▸ ページ抜粋:
***
2015年12月10日木曜日

ユダヤの恩人はA級戦犯

6000人のユダヤ難民の命を救ったとされる外交官・杉原千畝(ちうね)。
その杉原を主人公にした映画『杉原千畝』がいま公開されている。
杉原に扮したのは唐沢寿明で、その迫真の演技が評判だという。

リトアニアの日本領事館に赴任していながら日本政府の命令に背き、
ナチスの迫害から逃れてきたユダヤ人たちに日本通過ビザを発給しつづけた杉原。
その人道的功績によって「日本のシンドラー」などと呼ばれているわけだが、
そもそも金目当てでユダヤ難民を救ったとされるオスカー・シンドラーと並称される
こと自体が不面目なこと、とボクは考えている。人格高潔な杉原に比べれば、
女たらしで遊び人のシンドラーなどは虫ケラも同然で、むしろシンドラーこそ
「ドイツの杉原」(志の気高さは月とスッポンだけどね……)と称されるべきなのである。
***
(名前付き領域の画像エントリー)
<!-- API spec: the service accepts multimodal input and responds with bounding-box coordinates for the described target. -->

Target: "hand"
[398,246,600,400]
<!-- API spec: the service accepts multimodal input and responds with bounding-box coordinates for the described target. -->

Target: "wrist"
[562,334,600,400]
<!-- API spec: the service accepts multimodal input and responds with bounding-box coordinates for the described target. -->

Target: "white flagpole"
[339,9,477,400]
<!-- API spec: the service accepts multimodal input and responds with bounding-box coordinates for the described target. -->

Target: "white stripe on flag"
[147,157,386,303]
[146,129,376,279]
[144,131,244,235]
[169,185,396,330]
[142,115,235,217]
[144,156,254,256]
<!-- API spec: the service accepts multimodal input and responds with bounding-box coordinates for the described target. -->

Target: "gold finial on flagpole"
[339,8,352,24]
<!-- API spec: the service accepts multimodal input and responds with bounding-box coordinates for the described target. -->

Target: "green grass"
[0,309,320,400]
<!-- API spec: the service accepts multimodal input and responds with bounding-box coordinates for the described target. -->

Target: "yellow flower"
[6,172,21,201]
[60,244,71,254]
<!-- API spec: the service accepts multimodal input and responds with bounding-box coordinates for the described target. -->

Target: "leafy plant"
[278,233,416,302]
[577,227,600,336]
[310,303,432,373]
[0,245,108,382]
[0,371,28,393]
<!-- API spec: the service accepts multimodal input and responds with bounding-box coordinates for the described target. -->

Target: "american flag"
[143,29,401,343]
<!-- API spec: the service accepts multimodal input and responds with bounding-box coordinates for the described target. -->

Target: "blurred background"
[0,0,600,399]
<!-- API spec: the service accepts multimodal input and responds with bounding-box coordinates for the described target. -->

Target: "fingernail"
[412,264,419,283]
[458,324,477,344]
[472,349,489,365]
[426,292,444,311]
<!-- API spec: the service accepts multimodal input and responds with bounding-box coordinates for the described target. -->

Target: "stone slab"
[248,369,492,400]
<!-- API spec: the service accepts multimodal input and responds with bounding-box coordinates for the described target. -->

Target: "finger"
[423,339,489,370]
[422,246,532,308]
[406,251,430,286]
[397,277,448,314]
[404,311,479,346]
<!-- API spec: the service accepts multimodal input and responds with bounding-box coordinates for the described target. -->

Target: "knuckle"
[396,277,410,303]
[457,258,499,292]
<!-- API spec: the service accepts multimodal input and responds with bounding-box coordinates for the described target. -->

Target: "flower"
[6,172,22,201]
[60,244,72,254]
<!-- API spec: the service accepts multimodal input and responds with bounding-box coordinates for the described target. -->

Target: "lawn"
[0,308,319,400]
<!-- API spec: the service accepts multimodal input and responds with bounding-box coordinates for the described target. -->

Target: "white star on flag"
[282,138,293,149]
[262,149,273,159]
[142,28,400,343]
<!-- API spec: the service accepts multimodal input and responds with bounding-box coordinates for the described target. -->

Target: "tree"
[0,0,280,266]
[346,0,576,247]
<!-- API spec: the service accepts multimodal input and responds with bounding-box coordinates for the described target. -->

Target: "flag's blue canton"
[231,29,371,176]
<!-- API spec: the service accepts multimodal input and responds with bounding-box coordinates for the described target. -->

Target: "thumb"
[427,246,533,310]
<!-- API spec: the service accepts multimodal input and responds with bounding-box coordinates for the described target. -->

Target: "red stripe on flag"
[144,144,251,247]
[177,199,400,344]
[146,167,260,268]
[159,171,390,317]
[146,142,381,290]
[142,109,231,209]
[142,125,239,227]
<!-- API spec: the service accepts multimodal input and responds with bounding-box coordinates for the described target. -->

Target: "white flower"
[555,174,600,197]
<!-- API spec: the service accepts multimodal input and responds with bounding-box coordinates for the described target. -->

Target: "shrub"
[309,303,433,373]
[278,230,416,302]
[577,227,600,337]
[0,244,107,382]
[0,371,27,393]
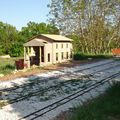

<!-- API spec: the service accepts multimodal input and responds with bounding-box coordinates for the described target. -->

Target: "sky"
[0,0,51,30]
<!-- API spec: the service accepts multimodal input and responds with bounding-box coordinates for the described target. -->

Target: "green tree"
[49,0,120,54]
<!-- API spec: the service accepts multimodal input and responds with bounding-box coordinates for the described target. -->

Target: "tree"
[0,22,18,54]
[49,0,120,54]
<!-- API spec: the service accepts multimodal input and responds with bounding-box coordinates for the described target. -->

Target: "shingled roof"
[41,34,73,41]
[24,38,45,46]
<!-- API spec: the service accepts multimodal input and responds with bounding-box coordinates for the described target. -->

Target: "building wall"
[40,43,53,66]
[24,38,72,66]
[53,42,72,63]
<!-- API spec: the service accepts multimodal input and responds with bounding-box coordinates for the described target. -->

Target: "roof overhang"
[23,39,45,47]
***
▸ 指示:
[A] 次の(i)〜(iii)が杉原千畝についての記事と合っているかどうか、それぞれ「はい」か「いいえ」で答え、判断の決め手となる記事の語句をそのまま引用してください。
(i) 映画『杉原千畝』で杉原を演じたのは唐沢寿明である。
(ii) 杉原は日本政府の命令に従ってビザを発給した。
(iii) 筆者は、杉原がシンドラーと並べて呼ばれることを名誉だと考えている。
[B] 杉原千畝についての記事のうち、「6000人のユダヤ難民の命を救ったとされる外交官・杉原千畝(ちうね)。」で始まり「ナチスの迫害から逃れてきたユダヤ人たちに日本通過ビザを発給しつづけた杉原。」まで続く部分を、一字も変えずに書き写すこと。
[C] 杉原千畝についての記事によると、杉原が赴任していたのはどこか。

▸ タスク別出力:
[A]
(i) はい。「杉原に扮したのは唐沢寿明で」
(ii) いいえ。「日本政府の命令に背き」
(iii) いいえ。「こと自体が不面目なこと、とボクは考えている」

[B]
6000人のユダヤ難民の命を救ったとされる外交官・杉原千畝(ちうね)。
その杉原を主人公にした映画『杉原千畝』がいま公開されている。
杉原に扮したのは唐沢寿明で、その迫真の演技が評判だという。

リトアニアの日本領事館に赴任していながら日本政府の命令に背き、
ナチスの迫害から逃れてきたユダヤ人たちに日本通過ビザを発給しつづけた杉原。

[C] リトアニアの日本領事館。